Begin at the top of the records below and print each line exactly until the line containing "Question. Point out every instance of the group" has been printed; any pictures are to be left out.

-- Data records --

--*--

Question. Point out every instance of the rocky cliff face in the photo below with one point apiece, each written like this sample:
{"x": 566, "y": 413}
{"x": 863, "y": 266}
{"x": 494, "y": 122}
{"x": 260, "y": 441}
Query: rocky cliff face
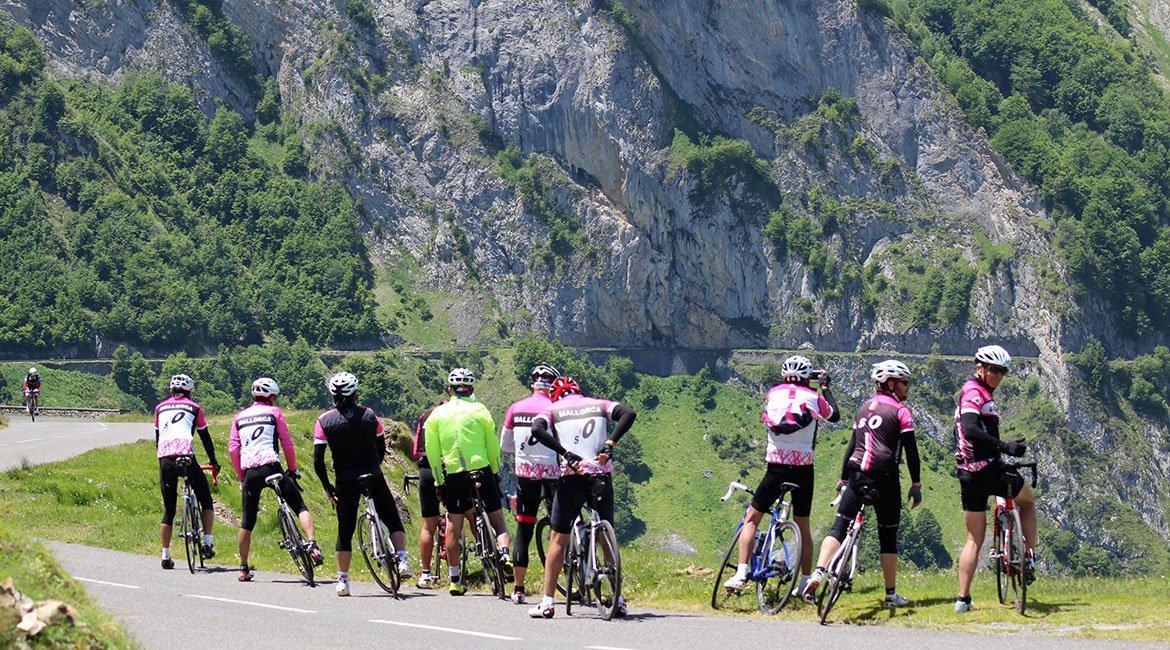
{"x": 411, "y": 112}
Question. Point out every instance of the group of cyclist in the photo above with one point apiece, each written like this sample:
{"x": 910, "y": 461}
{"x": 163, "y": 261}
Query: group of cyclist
{"x": 557, "y": 436}
{"x": 563, "y": 443}
{"x": 882, "y": 430}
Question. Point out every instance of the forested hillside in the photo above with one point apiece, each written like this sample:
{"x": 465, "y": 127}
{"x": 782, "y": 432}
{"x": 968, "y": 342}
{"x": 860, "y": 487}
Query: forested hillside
{"x": 128, "y": 215}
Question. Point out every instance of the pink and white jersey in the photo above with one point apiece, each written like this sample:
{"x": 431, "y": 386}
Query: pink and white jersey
{"x": 793, "y": 403}
{"x": 257, "y": 434}
{"x": 176, "y": 420}
{"x": 878, "y": 434}
{"x": 974, "y": 455}
{"x": 532, "y": 458}
{"x": 580, "y": 424}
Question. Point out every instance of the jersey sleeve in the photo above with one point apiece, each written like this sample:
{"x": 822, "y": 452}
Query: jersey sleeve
{"x": 904, "y": 419}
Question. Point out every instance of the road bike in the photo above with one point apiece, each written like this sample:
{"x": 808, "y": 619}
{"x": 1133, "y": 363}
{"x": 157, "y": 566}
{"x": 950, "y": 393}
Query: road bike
{"x": 373, "y": 538}
{"x": 191, "y": 520}
{"x": 1010, "y": 551}
{"x": 34, "y": 403}
{"x": 592, "y": 558}
{"x": 483, "y": 541}
{"x": 439, "y": 551}
{"x": 844, "y": 566}
{"x": 293, "y": 538}
{"x": 775, "y": 560}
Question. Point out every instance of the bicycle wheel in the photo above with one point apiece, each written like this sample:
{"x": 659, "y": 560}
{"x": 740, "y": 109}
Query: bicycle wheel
{"x": 730, "y": 564}
{"x": 1000, "y": 559}
{"x": 294, "y": 543}
{"x": 607, "y": 578}
{"x": 190, "y": 545}
{"x": 493, "y": 569}
{"x": 783, "y": 568}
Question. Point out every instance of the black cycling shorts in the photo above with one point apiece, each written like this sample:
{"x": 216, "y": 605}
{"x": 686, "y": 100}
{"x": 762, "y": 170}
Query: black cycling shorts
{"x": 459, "y": 491}
{"x": 887, "y": 505}
{"x": 169, "y": 472}
{"x": 529, "y": 495}
{"x": 428, "y": 497}
{"x": 993, "y": 481}
{"x": 573, "y": 491}
{"x": 770, "y": 488}
{"x": 254, "y": 483}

--*--

-- RESPONSE --
Question. Point out every instance of the rocky cliff face in the photo below with one point apiece, each written like this sample:
{"x": 566, "y": 413}
{"x": 863, "y": 266}
{"x": 494, "y": 122}
{"x": 260, "y": 441}
Query: rocky cliff face
{"x": 411, "y": 112}
Question. Point out every instance of the group of cyclist in the photo above with one point apiece, each written like this sample:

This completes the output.